Source document>
§

The remix of "How Many Licks?" was also praised in retrospective reviews. In a 2015 article, Michael Arceneaux of VH1 called it "an under-appreciated gem" and suggested that Lil' Kim record another collaboration with Neptunes member Pharrell Williams in the future. According to Arceneaux, the remix is treated with "great reverence" by fans. Mark Anthony Neal was more critical of the remix due to Fabolous' lyrics ("Oops, there goes my kids on your face"), saying that the addition changed the song's message from "a celebration of autonomous female sexuality" to a "vulgar, demeaning moment of black female objectification".

Some critics compared Nicki Minaj's 2014 single, "Anaconda" to "How Many Licks". Alex Kristelis of Bustle noted that both songs focused on men's appreciation of the singer's body. A Khaleej Times writer called "Anaconda" a "blatant copy" of "How Many Licks?", with Minaj's song sharing "the lyrical blue print and theme" of Lil' Kim's. Westwords Cory Lamz wrote that Minaj parodied "How Many Licks?" and its associated visuals in the music video for her 2011 single "Stupid Hoe".

§

Excerpted data>
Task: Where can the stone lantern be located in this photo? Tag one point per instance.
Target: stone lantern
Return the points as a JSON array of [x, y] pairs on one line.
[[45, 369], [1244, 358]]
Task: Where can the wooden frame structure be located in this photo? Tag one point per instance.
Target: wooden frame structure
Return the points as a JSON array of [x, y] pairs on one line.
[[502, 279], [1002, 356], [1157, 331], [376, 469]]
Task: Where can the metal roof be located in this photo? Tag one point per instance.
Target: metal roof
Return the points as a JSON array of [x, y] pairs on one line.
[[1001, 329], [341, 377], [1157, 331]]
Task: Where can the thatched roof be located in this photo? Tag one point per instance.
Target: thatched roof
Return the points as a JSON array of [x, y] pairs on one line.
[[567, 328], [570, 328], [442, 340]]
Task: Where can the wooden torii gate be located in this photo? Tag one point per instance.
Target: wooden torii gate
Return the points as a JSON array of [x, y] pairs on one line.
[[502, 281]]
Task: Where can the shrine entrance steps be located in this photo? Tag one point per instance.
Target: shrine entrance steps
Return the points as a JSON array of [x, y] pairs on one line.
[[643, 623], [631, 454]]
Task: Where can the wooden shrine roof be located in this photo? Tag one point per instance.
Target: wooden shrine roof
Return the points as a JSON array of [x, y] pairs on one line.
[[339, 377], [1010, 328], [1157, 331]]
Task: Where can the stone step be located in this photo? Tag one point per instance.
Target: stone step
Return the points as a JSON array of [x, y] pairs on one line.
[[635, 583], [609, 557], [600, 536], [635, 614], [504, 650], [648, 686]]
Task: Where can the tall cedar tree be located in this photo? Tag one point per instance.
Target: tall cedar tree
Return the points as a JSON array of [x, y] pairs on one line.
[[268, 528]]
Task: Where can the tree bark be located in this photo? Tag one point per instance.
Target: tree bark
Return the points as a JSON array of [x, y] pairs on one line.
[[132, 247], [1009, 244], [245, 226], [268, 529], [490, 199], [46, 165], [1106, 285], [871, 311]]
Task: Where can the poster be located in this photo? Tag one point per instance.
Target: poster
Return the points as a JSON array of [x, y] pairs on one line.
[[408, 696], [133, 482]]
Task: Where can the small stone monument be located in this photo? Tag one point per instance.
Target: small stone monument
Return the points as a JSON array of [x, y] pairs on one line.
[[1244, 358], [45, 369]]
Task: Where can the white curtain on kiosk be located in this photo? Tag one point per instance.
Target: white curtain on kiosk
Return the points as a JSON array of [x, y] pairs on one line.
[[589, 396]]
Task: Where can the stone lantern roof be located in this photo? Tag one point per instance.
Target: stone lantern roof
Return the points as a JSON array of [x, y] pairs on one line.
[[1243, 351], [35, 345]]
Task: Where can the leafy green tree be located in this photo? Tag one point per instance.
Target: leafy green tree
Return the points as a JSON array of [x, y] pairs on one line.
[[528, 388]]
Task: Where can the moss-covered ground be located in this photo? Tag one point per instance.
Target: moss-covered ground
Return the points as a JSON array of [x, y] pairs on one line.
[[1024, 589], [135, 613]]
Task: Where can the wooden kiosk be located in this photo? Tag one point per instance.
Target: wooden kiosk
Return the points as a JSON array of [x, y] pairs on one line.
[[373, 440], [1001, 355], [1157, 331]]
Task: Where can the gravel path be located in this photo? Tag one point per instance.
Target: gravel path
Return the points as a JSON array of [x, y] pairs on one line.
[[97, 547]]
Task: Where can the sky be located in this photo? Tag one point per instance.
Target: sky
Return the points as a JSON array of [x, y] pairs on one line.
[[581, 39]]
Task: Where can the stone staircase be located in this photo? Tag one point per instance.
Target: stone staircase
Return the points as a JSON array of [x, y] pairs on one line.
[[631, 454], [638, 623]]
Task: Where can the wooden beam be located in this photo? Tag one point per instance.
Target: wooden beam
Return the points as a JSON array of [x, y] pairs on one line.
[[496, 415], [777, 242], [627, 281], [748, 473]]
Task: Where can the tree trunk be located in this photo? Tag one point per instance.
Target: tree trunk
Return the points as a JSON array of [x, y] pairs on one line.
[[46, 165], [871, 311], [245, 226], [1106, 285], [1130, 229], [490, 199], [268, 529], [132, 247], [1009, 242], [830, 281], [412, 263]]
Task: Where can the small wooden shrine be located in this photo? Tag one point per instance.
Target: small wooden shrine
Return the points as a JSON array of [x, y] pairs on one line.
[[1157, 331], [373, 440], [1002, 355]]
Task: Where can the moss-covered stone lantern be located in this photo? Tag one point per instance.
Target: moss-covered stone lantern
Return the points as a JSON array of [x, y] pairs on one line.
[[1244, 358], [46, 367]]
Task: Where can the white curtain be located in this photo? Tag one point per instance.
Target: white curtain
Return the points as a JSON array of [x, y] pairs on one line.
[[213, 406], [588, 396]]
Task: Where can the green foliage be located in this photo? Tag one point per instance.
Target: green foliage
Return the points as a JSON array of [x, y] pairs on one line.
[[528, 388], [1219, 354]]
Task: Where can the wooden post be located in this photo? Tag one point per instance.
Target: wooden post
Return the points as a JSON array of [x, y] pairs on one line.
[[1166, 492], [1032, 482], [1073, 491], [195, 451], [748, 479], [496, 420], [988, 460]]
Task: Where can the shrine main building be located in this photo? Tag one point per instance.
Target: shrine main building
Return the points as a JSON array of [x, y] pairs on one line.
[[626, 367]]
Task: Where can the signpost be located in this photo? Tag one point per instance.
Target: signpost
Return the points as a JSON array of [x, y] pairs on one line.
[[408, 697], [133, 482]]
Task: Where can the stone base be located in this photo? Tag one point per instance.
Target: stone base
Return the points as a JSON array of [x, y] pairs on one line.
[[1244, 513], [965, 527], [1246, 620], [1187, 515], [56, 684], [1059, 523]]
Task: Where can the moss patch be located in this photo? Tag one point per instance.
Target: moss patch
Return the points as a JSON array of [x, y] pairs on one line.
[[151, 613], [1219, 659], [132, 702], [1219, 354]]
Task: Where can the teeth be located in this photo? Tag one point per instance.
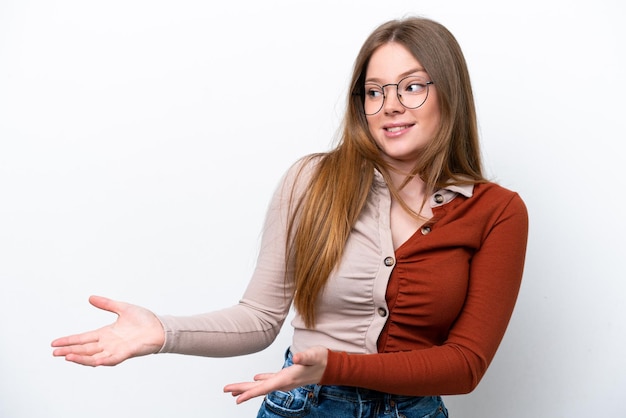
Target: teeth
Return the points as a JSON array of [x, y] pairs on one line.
[[396, 128]]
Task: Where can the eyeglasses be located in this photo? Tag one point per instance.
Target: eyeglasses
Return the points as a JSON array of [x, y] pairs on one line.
[[412, 92]]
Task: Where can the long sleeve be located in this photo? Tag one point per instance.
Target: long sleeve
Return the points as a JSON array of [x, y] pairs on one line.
[[490, 231]]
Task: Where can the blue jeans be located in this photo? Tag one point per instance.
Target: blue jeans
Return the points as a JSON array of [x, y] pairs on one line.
[[316, 401]]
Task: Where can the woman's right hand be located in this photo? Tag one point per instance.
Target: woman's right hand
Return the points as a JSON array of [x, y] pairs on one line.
[[136, 332]]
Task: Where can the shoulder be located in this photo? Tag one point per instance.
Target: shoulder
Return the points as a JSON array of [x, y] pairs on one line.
[[498, 200]]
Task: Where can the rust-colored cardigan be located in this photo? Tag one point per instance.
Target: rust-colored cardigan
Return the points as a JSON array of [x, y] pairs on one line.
[[450, 296], [424, 319]]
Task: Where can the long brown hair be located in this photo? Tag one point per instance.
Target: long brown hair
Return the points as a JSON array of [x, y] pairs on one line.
[[324, 216]]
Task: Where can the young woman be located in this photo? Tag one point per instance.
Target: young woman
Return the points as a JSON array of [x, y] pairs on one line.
[[403, 262]]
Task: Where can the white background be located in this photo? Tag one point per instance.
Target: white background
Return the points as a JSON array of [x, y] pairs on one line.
[[140, 142]]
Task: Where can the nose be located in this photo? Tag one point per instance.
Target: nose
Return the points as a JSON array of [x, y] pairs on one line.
[[392, 101]]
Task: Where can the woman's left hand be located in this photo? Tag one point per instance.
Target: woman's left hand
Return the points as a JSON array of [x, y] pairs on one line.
[[307, 369]]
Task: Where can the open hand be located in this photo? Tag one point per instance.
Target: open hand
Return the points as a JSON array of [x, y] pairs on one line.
[[308, 368], [136, 332]]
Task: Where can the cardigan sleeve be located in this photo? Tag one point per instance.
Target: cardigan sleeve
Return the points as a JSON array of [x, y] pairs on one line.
[[457, 365], [253, 323]]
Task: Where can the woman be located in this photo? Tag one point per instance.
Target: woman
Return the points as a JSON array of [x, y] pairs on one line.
[[402, 261]]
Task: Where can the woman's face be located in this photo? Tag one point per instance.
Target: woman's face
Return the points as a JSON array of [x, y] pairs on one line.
[[399, 132]]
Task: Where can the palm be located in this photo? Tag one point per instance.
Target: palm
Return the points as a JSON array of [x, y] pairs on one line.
[[136, 332]]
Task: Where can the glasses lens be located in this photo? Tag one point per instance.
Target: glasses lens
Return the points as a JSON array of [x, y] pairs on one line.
[[413, 92], [374, 98]]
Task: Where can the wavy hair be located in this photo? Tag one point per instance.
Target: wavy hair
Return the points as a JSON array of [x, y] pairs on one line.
[[325, 214]]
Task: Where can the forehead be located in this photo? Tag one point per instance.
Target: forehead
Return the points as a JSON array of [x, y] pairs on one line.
[[390, 61]]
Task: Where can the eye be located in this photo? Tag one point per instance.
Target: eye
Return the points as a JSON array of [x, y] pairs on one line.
[[373, 92], [414, 86]]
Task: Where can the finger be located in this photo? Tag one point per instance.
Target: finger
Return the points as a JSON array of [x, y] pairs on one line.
[[77, 339], [81, 350], [105, 304], [239, 387]]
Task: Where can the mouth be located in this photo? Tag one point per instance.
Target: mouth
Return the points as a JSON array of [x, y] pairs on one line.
[[397, 128]]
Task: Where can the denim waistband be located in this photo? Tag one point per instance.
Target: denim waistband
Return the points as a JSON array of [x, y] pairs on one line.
[[349, 393]]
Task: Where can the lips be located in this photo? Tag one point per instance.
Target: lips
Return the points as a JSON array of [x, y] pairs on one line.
[[396, 128]]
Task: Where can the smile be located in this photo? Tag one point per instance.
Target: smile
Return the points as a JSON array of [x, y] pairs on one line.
[[397, 128]]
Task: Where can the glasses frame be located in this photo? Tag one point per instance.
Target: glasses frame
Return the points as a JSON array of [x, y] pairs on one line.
[[398, 95]]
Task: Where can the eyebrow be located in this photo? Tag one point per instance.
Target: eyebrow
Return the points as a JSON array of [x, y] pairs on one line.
[[403, 75]]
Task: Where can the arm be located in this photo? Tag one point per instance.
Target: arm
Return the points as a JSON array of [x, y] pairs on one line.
[[246, 327], [459, 363]]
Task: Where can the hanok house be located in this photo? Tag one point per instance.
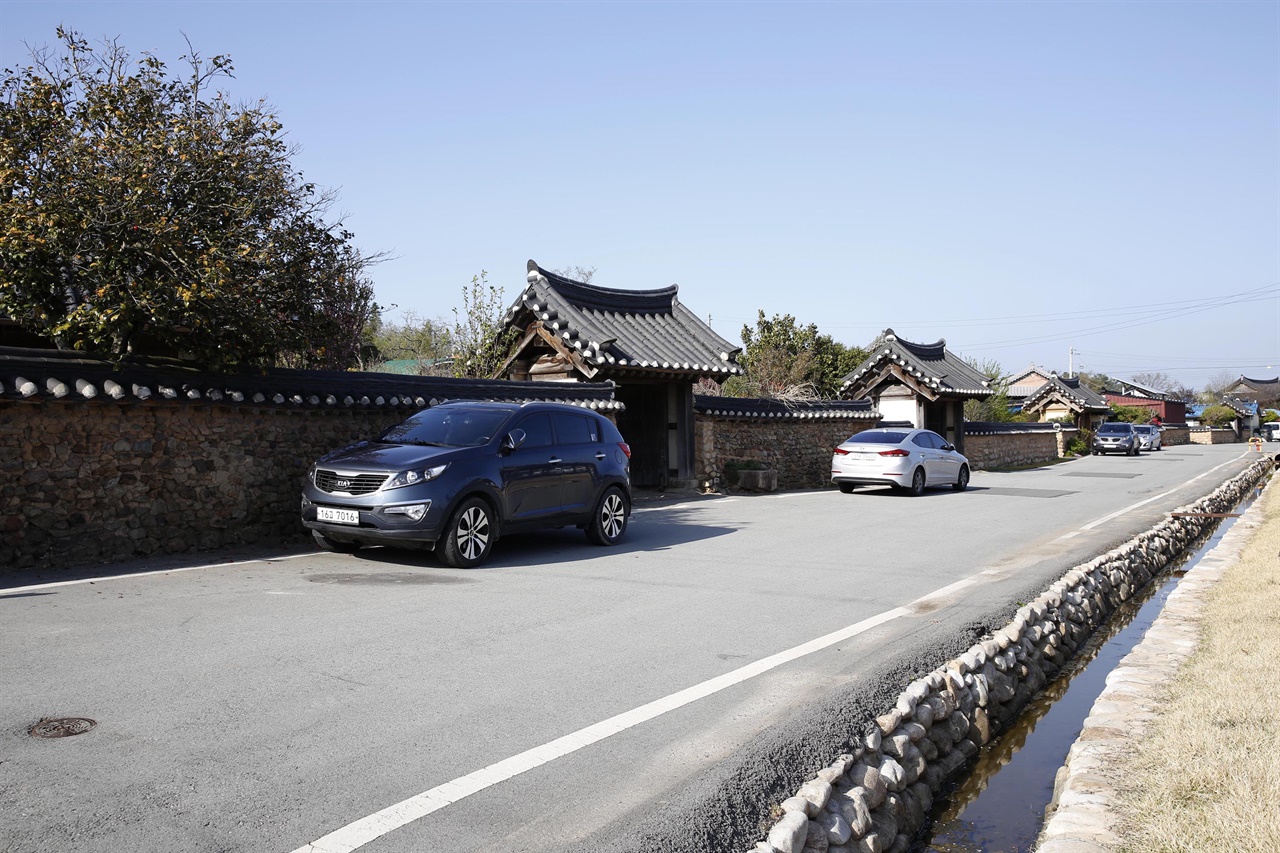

§

Problems and tasks>
a. Echo back the whole passage about reactions to "How Many Licks?" and its remix, word for word.
b. Duplicate the entries from the line with "Task: Where can the woman's face" to the line with "[[413, 92], [374, 98]]", both of those lines included, and nothing else.

The replies>
a.
The remix of "How Many Licks?" was also praised in retrospective reviews. In a 2015 article, Michael Arceneaux of VH1 called it "an under-appreciated gem" and suggested that Lil' Kim record another collaboration with Neptunes member Pharrell Williams in the future. According to Arceneaux, the remix is treated with "great reverence" by fans. Mark Anthony Neal was more critical of the remix due to Fabolous' lyrics ("Oops, there goes my kids on your face"), saying that the addition changed the song's message from "a celebration of autonomous female sexuality" to a "vulgar, demeaning moment of black female objectification".

Some critics compared Nicki Minaj's 2014 single, "Anaconda" to "How Many Licks". Alex Kristelis of Bustle noted that both songs focused on men's appreciation of the singer's body. A Khaleej Times writer called "Anaconda" a "blatant copy" of "How Many Licks?", with Minaj's song sharing "the lyrical blue print and theme" of Lil' Kim's. Westwords Cory Lamz wrote that Minaj parodied "How Many Licks?" and its associated visuals in the music video for her 2011 single "Stupid Hoe".

b.
Task: Where can the woman's face be located in this photo? Tag one point per instance.
Target: woman's face
Return the points as a JSON array of [x, y] pairs on one line.
[[399, 132]]
Task: Where can the palm be located in this photo? Tag one point per instance.
Target: palm
Return the points as a JSON array of [x, y] pairs on one line.
[[136, 332]]
Task: Where can the glasses lens be located in this photo? Tag one point per instance.
Target: glasses lens
Return the points as a JSON array of [x, y] pairs on one line.
[[413, 92], [374, 98]]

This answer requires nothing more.